# Input for this task
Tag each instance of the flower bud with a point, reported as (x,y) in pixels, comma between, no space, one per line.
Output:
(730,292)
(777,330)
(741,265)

# Description of the task
Convert the rows above into a Markdown table with two columns, Row and Text, numbering each line in Row and leaving out any blank lines.

# Exercise response
| Row | Text |
|---|---|
| 1 | Tag each instance of the flower bud with a point, reported as (x,y) in pixels, comma between, no space, one per line. |
| 2 | Output: |
| 3 | (730,292) |
| 4 | (777,330) |
| 5 | (741,265) |